(Named-object pointing entries)
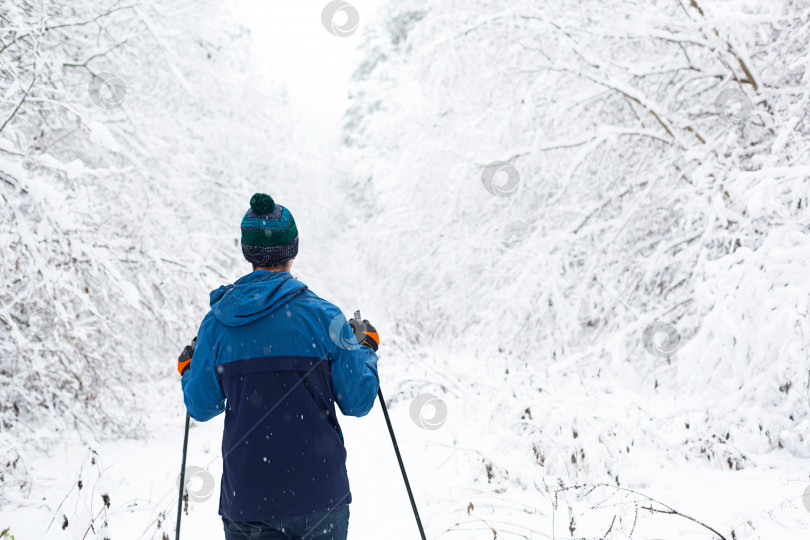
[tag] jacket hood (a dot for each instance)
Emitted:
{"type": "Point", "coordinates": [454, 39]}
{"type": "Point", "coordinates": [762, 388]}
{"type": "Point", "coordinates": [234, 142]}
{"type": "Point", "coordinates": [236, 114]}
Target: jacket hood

(Written task)
Copy every line of the entries above word for word, omitting the pictures.

(Output for this task)
[tag] jacket hood (a dot for each instance)
Emitted:
{"type": "Point", "coordinates": [454, 39]}
{"type": "Point", "coordinates": [762, 388]}
{"type": "Point", "coordinates": [234, 142]}
{"type": "Point", "coordinates": [236, 114]}
Target: jacket hood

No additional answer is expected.